**OBJECTIF 1:**
Repérez dans les enregistrements ci-dessous chaque ligne où figure le mot "trace" et recopiez-la. Tenez compte des majuscules et des minuscules.

▬▬▬▬▬▬

Au moment de la crèche, nos rues, nos centres commerciaux résonnent de chants de Noël, s’illuminent de guirlandes. On prépare les cadeaux, on imagine les repas de fêtes… Même si l’on manque de moyens, on fait un geste, pour marquer le coup. Actuellement la tradition des crèches existe dans beaucoup de pays. Chaque santonnier apporte sa touche personnelle. Les Chinois nous en envoient en plastique, en résine. Les Polynésiens les sculptent dans des noix de coco, habillés de fibre de palme.... Les expositions nous enchantent par la diversité des sujets. Et chaque spectateur y trouve ce qu’il a envie d’y trouver. Les non-croyants ne sont pas les derniers à se réjouir du spectacle. Je connais nombre d’athées ou de protestants qui chaque année font leur crèche avec des décors modifiés d’une année sur l’autre, des nouveaux santons. On ne peut pas les taxer d’infantilisme. Peut-être un besoin de merveilleux !

▬▬▬▬▬▬

**OBJECTIF 2:**
Imprimez en entier le texte ci-dessus sur les crèches de Noël, sans rien y modifier.

▬▬▬▬▬▬

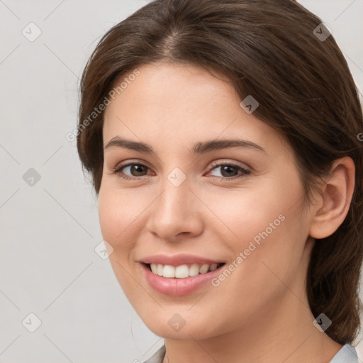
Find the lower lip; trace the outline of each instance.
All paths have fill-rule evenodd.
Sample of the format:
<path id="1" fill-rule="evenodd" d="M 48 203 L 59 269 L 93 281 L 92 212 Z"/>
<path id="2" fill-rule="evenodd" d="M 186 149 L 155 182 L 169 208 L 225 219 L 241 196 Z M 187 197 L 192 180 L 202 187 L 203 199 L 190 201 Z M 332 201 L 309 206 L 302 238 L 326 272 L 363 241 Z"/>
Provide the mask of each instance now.
<path id="1" fill-rule="evenodd" d="M 160 294 L 172 296 L 180 296 L 195 291 L 220 274 L 220 269 L 224 266 L 224 264 L 220 266 L 214 271 L 211 271 L 206 274 L 189 276 L 189 277 L 185 279 L 173 279 L 155 275 L 146 264 L 143 263 L 140 264 L 143 274 L 151 287 Z"/>

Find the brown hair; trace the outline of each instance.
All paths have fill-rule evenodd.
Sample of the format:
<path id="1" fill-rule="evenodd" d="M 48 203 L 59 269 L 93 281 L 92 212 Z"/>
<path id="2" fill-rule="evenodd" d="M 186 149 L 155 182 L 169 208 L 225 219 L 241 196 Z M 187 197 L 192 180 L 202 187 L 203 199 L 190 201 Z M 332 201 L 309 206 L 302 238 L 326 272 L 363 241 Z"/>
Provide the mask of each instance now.
<path id="1" fill-rule="evenodd" d="M 93 52 L 81 80 L 77 147 L 98 194 L 104 112 L 91 121 L 89 115 L 121 76 L 170 61 L 223 74 L 241 100 L 252 95 L 259 104 L 254 116 L 291 145 L 308 199 L 336 159 L 352 157 L 355 187 L 348 214 L 332 235 L 315 243 L 306 281 L 313 315 L 325 314 L 333 322 L 326 334 L 345 344 L 356 337 L 362 310 L 362 113 L 347 62 L 320 23 L 293 0 L 150 2 L 111 28 Z"/>

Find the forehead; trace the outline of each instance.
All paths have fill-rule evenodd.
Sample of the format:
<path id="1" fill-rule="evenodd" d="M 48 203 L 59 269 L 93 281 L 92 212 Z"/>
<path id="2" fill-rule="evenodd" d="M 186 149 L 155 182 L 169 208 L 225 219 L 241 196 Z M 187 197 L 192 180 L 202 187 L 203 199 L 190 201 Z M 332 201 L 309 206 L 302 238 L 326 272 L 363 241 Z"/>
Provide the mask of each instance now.
<path id="1" fill-rule="evenodd" d="M 117 86 L 124 82 L 125 88 L 106 108 L 104 143 L 118 135 L 169 147 L 236 136 L 267 147 L 282 141 L 274 130 L 240 107 L 241 100 L 225 77 L 174 63 L 138 70 L 138 77 L 128 79 L 125 74 L 116 82 Z"/>

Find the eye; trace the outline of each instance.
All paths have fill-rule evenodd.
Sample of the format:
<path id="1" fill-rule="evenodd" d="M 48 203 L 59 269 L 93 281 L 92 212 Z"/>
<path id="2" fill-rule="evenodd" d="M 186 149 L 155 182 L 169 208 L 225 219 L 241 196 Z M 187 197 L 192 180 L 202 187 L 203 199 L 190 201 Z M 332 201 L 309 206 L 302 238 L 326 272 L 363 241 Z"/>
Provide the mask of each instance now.
<path id="1" fill-rule="evenodd" d="M 131 177 L 130 177 L 128 175 L 125 174 L 125 173 L 122 171 L 123 169 L 127 170 L 128 169 L 129 172 L 131 173 Z M 121 177 L 127 180 L 133 180 L 135 179 L 138 179 L 138 177 L 143 177 L 143 173 L 145 170 L 149 169 L 146 165 L 143 164 L 136 163 L 136 162 L 129 162 L 125 165 L 121 165 L 119 167 L 116 167 L 116 169 L 112 170 L 113 174 L 118 174 Z M 141 175 L 140 175 L 141 174 Z"/>
<path id="2" fill-rule="evenodd" d="M 224 162 L 224 163 L 213 163 L 212 164 L 213 167 L 210 169 L 210 171 L 213 171 L 217 169 L 218 168 L 220 168 L 220 172 L 222 174 L 222 177 L 213 177 L 213 178 L 217 178 L 218 180 L 231 180 L 234 179 L 238 179 L 240 177 L 243 177 L 246 175 L 251 174 L 251 171 L 247 169 L 242 167 L 240 165 L 237 165 L 231 162 Z M 240 175 L 236 175 L 235 172 L 240 172 Z M 233 174 L 233 175 L 231 175 Z"/>
<path id="3" fill-rule="evenodd" d="M 217 179 L 218 180 L 235 179 L 251 174 L 250 170 L 248 170 L 245 167 L 242 167 L 240 165 L 237 165 L 236 164 L 233 164 L 231 162 L 214 162 L 212 164 L 212 167 L 213 167 L 209 169 L 209 172 L 216 170 L 218 168 L 220 168 L 220 173 L 222 174 L 222 177 L 211 177 L 213 179 Z M 135 180 L 137 179 L 140 179 L 140 177 L 146 176 L 147 174 L 145 173 L 147 172 L 148 169 L 149 168 L 144 164 L 141 164 L 139 162 L 128 162 L 128 164 L 121 164 L 120 166 L 116 167 L 115 169 L 112 170 L 112 173 L 118 174 L 120 177 L 126 180 Z M 129 176 L 128 174 L 125 174 L 123 170 L 128 170 L 128 172 L 130 173 L 131 175 Z M 235 175 L 235 172 L 238 173 L 238 171 L 240 172 L 240 174 Z M 231 176 L 231 174 L 234 175 Z"/>

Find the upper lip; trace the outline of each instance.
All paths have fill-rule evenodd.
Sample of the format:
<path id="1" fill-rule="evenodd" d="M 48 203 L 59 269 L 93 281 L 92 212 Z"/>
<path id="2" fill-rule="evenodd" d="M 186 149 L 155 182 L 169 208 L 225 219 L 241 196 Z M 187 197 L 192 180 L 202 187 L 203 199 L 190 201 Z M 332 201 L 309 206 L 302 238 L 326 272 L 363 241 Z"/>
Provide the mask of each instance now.
<path id="1" fill-rule="evenodd" d="M 140 259 L 139 262 L 144 264 L 160 264 L 164 265 L 169 264 L 170 266 L 180 266 L 182 264 L 213 264 L 223 263 L 221 261 L 216 261 L 185 253 L 174 255 L 163 254 L 152 255 L 152 256 L 148 256 Z"/>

▬▬▬▬▬▬

**RÉPONSE COMPLÈTE 1:**
Find the lower lip; trace the outline of each instance.
Find the brown hair; trace the outline of each instance.
Find the forehead; trace the outline of each instance.
Find the eye; trace the outline of each instance.
Find the upper lip; trace the outline of each instance.

**RÉPONSE COMPLÈTE 2:**
Au moment de la crèche, nos rues, nos centres commerciaux résonnent de chants de Noël, s’illuminent de guirlandes. On prépare les cadeaux, on imagine les repas de fêtes… Même si l’on manque de moyens, on fait un geste, pour marquer le coup. Actuellement la tradition des crèches existe dans beaucoup de pays. Chaque santonnier apporte sa touche personnelle. Les Chinois nous en envoient en plastique, en résine. Les Polynésiens les sculptent dans des noix de coco, habillés de fibre de palme.... Les expositions nous enchantent par la diversité des sujets. Et chaque spectateur y trouve ce qu’il a envie d’y trouver. Les non-croyants ne sont pas les derniers à se réjouir du spectacle. Je connais nombre d’athées ou de protestants qui chaque année font leur crèche avec des décors modifiés d’une année sur l’autre, des nouveaux santons. On ne peut pas les taxer d’infantilisme. Peut-être un besoin de merveilleux !